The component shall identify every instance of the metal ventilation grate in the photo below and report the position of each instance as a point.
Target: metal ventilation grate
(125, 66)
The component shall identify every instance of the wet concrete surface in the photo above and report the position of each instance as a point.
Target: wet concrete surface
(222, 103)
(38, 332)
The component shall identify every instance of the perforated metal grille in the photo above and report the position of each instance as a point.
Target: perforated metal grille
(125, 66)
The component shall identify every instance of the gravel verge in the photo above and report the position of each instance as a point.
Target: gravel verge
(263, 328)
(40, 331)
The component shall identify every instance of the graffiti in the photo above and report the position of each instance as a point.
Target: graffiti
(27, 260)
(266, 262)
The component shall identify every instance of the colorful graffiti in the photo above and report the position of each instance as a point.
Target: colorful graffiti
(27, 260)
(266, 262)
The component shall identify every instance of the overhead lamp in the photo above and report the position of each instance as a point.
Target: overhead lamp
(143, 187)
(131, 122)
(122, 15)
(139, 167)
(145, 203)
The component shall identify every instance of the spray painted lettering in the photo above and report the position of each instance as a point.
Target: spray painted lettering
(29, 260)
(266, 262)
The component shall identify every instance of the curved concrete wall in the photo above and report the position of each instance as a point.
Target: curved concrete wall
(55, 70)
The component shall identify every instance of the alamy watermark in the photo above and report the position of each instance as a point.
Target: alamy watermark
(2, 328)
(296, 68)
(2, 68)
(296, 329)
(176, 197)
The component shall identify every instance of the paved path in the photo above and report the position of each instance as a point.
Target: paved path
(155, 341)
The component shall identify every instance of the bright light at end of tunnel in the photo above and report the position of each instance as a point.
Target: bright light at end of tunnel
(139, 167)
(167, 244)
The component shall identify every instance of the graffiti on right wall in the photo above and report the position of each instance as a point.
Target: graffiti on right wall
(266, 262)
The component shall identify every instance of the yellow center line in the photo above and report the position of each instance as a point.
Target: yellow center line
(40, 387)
● ● ● ● ● ● ●
▶ _Set problem_
Repeat exactly the lines from the one containing "The component shall identify every instance of the paved" through the last line of the records above, both included, and nothing else.

▶ _Complete output_
The component shall identify every instance of the paved path in the photo above and report the position of each instance as a point.
Target: paved path
(155, 341)
The component shall identify every instance of the bright light at end of tunnel in the photo above and report the position of each instance as a point.
Target: bright light at end of tunnel
(139, 167)
(167, 244)
The component shall identify every instance of the graffiti on right wall in the photo above and report the position of each instance as a point.
Target: graffiti on right wall
(266, 262)
The component shall identify every instance of the yellow center line in the photo above and report the position of each instance as a point.
Target: yellow center line
(40, 387)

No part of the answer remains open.